Task goal » Reproduce all the entries exactly.

Dataset rows »
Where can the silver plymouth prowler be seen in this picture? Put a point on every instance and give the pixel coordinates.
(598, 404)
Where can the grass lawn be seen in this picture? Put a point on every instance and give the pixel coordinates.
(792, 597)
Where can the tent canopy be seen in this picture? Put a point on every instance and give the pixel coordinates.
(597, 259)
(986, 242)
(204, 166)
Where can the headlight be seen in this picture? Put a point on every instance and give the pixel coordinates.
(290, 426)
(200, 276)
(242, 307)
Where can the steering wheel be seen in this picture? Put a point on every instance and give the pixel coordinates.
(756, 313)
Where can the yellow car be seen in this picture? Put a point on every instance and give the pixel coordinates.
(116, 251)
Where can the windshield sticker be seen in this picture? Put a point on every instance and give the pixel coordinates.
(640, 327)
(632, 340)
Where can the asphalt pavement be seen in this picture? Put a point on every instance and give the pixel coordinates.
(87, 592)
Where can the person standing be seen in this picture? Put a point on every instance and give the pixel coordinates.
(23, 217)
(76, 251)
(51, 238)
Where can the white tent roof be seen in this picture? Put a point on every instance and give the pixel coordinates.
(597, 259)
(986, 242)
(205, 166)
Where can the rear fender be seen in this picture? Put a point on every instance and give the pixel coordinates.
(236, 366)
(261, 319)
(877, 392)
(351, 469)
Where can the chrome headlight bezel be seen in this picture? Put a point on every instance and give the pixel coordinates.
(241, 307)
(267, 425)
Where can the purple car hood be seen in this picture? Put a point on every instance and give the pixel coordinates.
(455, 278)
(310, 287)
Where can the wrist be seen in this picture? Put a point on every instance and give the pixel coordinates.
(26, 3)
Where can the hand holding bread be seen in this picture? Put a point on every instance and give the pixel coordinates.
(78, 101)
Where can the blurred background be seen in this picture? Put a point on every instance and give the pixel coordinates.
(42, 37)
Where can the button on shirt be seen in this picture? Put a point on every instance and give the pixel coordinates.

Exercise solution »
Where can the silver plymouth prowler be seen in this picture? Put a point on every instance and give the pixel coordinates.
(598, 404)
Where can the grass lawn be seen in this picture? Put a point on every instance and give the pixel coordinates.
(792, 597)
Where can the tent canopy be seen in this picture? Put a point on every instance and give the pixel coordinates.
(597, 259)
(986, 242)
(204, 166)
Where can the headlight be seen in this picture? Put a point on every instance and give the pixel coordinates.
(290, 426)
(200, 276)
(242, 307)
Where can the steering wheel be seen in this picture? Put a point on every instance and give the pixel coordinates.
(756, 313)
Where can the yellow car be seen in this picture? Put a point on every instance and give the pixel coordinates.
(116, 251)
Where can the windshield sticker be seen in this picture? Put a point on every instance and give the pixel coordinates.
(640, 327)
(632, 340)
Where can the asphalt pavement be seen in this picture? Put a point on every instance and give the pixel coordinates.
(87, 592)
Where can the person standing be seen in this picture? Put a point on every instance and give the pixel coordinates.
(23, 217)
(76, 251)
(51, 238)
Where can the white tent roof be seen in this picture? Put a point on every instance and give the pixel coordinates.
(597, 259)
(986, 242)
(205, 166)
Where can the rear fender be seen in this picture? Put a point on every instance and give the pixel coordinates.
(236, 366)
(261, 319)
(877, 392)
(351, 469)
Where can the chrome headlight bezel be seen in this picture? Put a point on every instance and give the pixel coordinates.
(241, 307)
(267, 425)
Where can the purple car hood be seen in this picture? Put a point on every instance and give the pixel coordinates.
(455, 278)
(310, 287)
Where can the wrist be seen in this picture? Put a point on every instance and give the pixel coordinates.
(26, 3)
Where can the hand holding bread be seen in this picture? Put a point on every instance and give the pixel coordinates.
(78, 101)
Where can the blurred background be seen in this picture? Put a point on every instance and give the pixel coordinates.
(42, 37)
Where can the button on shirt be seen in this picture? Put a point on every instance and give the pixel coordinates.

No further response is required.